====== Documento de origem

Atrair esse significativo volume de investimento no tempo necessário para atender ao aumento da demanda externa e doméstica é o maior desafio da regulação na Bolívia. Para reconquistar a confiança dos investidores, o governo do Presidente Evo Morales deverá honrar os contratos de E&P assinados com as empresas e aprovados no Congresso boliviano, colocar limites ao poder discricionário da estatal YPFB no seu relacionamento com as empresas operadoras e permitir retornos compatíveis com os riscos incorridos pelos investidores. Isto não será tarefa fácil; exigirá do Presidente Morales muita habilidade política para compatibilizar as demandas dos movimentos sociais, que o elegeram, e a manutenção de ambiente de negócio propício à atuação das empresas estrangeiras.

De sua parte, o Brasil deve estar preparado tanto para remediar situações emergenciais, interrupções em função de bloqueios e ocupações de grupos de protesto por exemplo, como também para reduzir a dependência estrutural do mercado brasileiro em relação às importações de gás boliviano.

============
====== Entradas listadas

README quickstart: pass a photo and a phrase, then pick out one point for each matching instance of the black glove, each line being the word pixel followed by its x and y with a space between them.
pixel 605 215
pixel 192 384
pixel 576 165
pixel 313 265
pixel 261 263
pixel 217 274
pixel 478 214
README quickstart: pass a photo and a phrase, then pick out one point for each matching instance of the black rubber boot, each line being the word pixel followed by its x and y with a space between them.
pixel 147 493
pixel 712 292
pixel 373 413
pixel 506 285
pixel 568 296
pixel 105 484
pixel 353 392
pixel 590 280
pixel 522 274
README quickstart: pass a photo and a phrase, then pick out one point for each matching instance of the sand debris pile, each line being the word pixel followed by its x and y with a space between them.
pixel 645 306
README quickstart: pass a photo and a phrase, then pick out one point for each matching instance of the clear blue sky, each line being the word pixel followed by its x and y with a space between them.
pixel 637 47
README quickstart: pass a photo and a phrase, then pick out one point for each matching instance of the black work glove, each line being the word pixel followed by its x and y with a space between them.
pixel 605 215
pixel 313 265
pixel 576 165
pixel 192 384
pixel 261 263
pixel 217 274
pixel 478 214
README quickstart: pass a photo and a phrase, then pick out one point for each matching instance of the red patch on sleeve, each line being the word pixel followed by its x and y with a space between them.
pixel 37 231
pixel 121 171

============

Tarefas
- 1) Traduza para o inglês a seguinte frase do texto sobre o gás boliviano: "Isto não será tarefa fácil; exigirá do Presidente Morales muita habilidade política para compatibilizar as demandas dos movimentos sociais, que o elegeram, e a manutenção de ambiente de negócio propício à atuação das empresas estrangeiras."
- 2) Imprima, sem alterações, o trecho do texto sobre o gás boliviano que começa nas palavras "Atrair esse significativo" e termina depois de "das empresas estrangeiras.".
- 3) Prossiga com o texto sobre o gás boliviano a partir do ponto em que ele termina.

Respostas fornecidas
- 1) This will not be an easy task; it will require a great deal of political skill from President Morales to reconcile the demands of the social movements that elected him with the maintenance of a business environment favorable to the operations of foreign companies.

- 2)
Atrair esse significativo volume de investimento no tempo necessário para atender ao aumento da demanda externa e doméstica é o maior desafio da regulação na Bolívia. Para reconquistar a confiança dos investidores, o governo do Presidente Evo Morales deverá honrar os contratos de E&P assinados com as empresas e aprovados no Congresso boliviano, colocar limites ao poder discricionário da estatal YPFB no seu relacionamento com as empresas operadoras e permitir retornos compatíveis com os riscos incorridos pelos investidores. Isto não será tarefa fácil; exigirá do Presidente Morales muita habilidade política para compatibilizar as demandas dos movimentos sociais, que o elegeram, e a manutenção de ambiente de negócio propício à atuação das empresas estrangeiras.

- 3)
Primeiramente, é urgente conceber um plano nacional de contingência que entre em execução em caso de insuficiência de suprimento de gás boliviano para o Brasil. Se de um lado, esse plano deve conter regras para o racionamento das quantidades ofertadas aos diversos estados consumidores, por outro não deve interferir no direito constitucional de cada estado regulamentar o serviço de gás canalizado junto aos consumidores finais.  Recentemente, este direito dos Estados foi reafirmado por meio de decisão da Ministra do Supremo Tribunal Federal (STF), Cármen Lúcia Antunes Rocha, que se posicionou a favor do Estado de São Paulo na Reclamação por este formulada em face da União, ANP, Petrobras, White Martins e TBG referente ao projeto GEMINI, ressaltando que são os estados que devem regular a distribuição de gás canalizado, e não a Agência Nacional de Petróleo, Gás Natural e Biocombustíveis (ANP). O projeto GEMINI visa liquefazer gás natural para transportá-lo na forma de GNL (gás natural liquefeito) em carretas até o consumidor final, sendo que o gás oriundo da Bolívia é suprido à planta diretamente pela Petrobras, não envolvendo originalmente a participação da concessionária de distribuição, no caso a COMGÁS, na cadeia , como prevêem a Constituição Federal e a Constituição e demais normas do Estado de São Paulo.

Voltando ao Plano Nacional de contingência , é igualmente importante dar clareza aos tipos de contingências que serão remediadas pelos instrumentos propostos e como em cada caso serão divididos os custos incorridos pela interrupção do suprimento. Neste sentido, este plano de contingência não deve ser utilizado pelo governo para destinar gás prioritariamente para o suprimento de usinas termelétricas, resolvendo um problema de escassez oriundo do mercado de eletricidade, em detrimento das concessionárias estaduais e de outros segmentos de consumo.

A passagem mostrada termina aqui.